## ÉNONCÉ DE L'EXERCICE
Recopiez à l'identique l'extrait de la critique du disque d'airs de Verdi et de Donizetti, en commençant à « Des airs rares du » et en terminant à « l'orchestre est routinier! ».

Des airs rares du "premier Verdi"

Un CD très intéressant: celui d'airs de Verdi et aussi de Donizetti par le ténor américain Michael Fabiano. Un Fabiano pas encore si connu en France, même s'il chante couramment en Europe (à Vienne et Paris au printemps) Son Cd est d'abord très bien conçu de par son programme: foin des grands héros verdiens, ni Don Carlos ni Otello, ni l'Alfredo de Traviata ni le Manrico du Trouvère. A peine le 'tube" de Rigoletto, La donna e mobile qui est d'ailleurs chanté sans grande conviction, même l'orchestre est routinier!

Mais au contraire des airs rares, en particulier du "premier Verdi", celui qui précède la trilogie géniale Rigoletto-Trouvère-Traviata, et l'on se rend compte, même si l'on ne juge pas des oeuvres peu connues sur un seul extrait, aussi bien choisi soit-il, que Verdi avait déjà avant la quarantaine un sacré talen

Michael Fabiano C) Jiyang Chen

Et trois Donizetti aussi

Même chose pour les trois Donizetti qui s'intercalent. Pas de Una furtiva lacrima, son morceau le plus célèbre pour ténor, mais le Veleno è l'aura ch'io respiro (Empoisonné est l'air que je respire) d'un Poliuto qui ne hante pas les scènes d'opéra (et Fabiano mène cet air qui pourrait appartenir au jeune Verdi avec toute l'énergie requise) Et encore un Alma soave e cara de Maria de Rohan (jolie flûte), tout en retenue blessée, d'un homme qui semble courir à la mort. L'extrait de Lucia di Lamermoor (Tomba degli avi miei / Tombe de mes ancêtres) chanté par Edgardo manquant un peu de caractérisation et même de violence.

## Entrées d'un jeu d'annotations par points
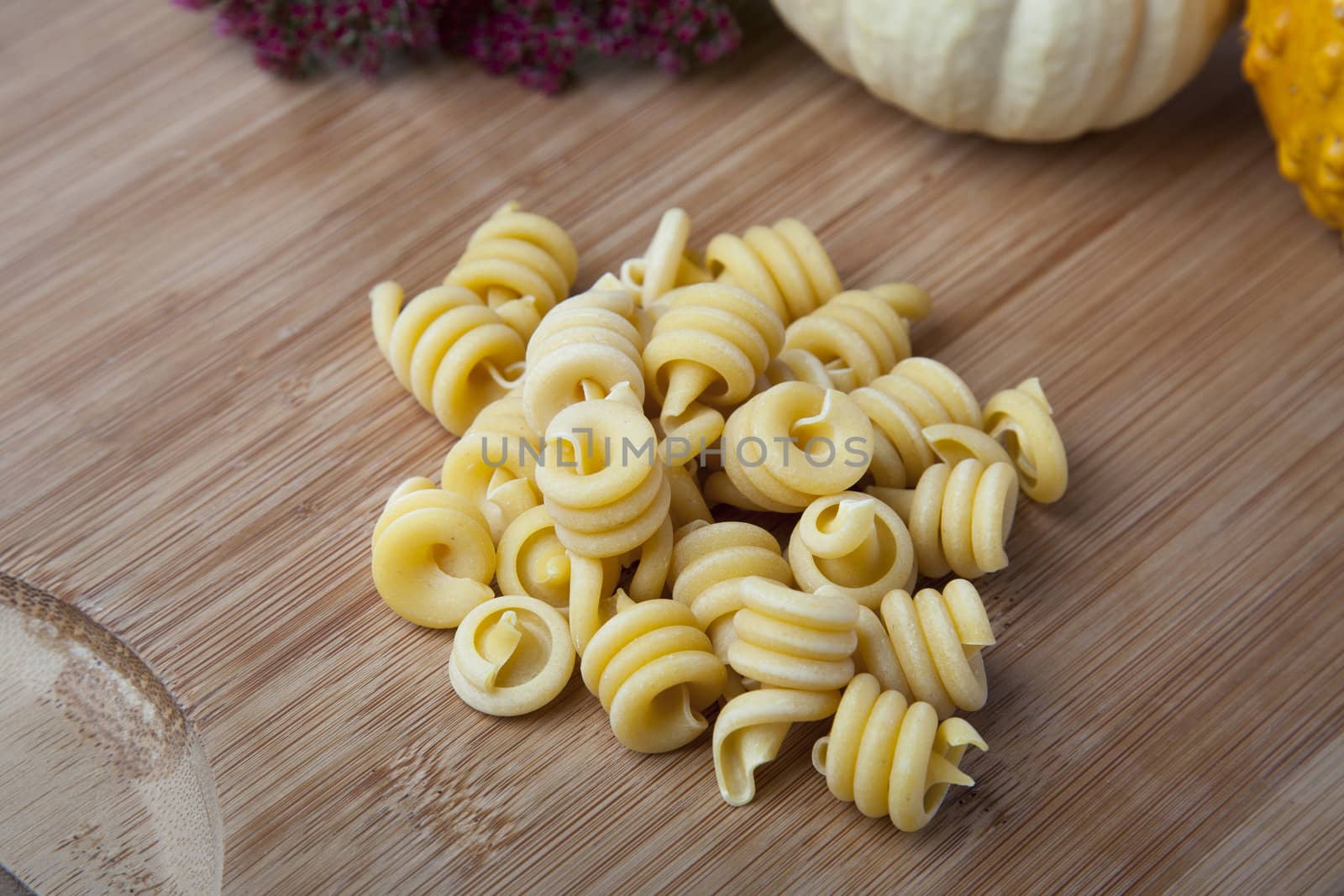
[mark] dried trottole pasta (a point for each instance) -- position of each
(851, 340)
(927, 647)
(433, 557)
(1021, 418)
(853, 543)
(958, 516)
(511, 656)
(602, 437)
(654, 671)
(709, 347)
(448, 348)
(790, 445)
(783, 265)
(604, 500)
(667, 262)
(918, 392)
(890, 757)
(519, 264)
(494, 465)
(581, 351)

## CORRIGÉ PROPOSÉ
Des airs rares du "premier Verdi"

Un CD très intéressant: celui d'airs de Verdi et aussi de Donizetti par le ténor américain Michael Fabiano. Un Fabiano pas encore si connu en France, même s'il chante couramment en Europe (à Vienne et Paris au printemps) Son Cd est d'abord très bien conçu de par son programme: foin des grands héros verdiens, ni Don Carlos ni Otello, ni l'Alfredo de Traviata ni le Manrico du Trouvère. A peine le 'tube" de Rigoletto, La donna e mobile qui est d'ailleurs chanté sans grande conviction, même l'orchestre est routinier!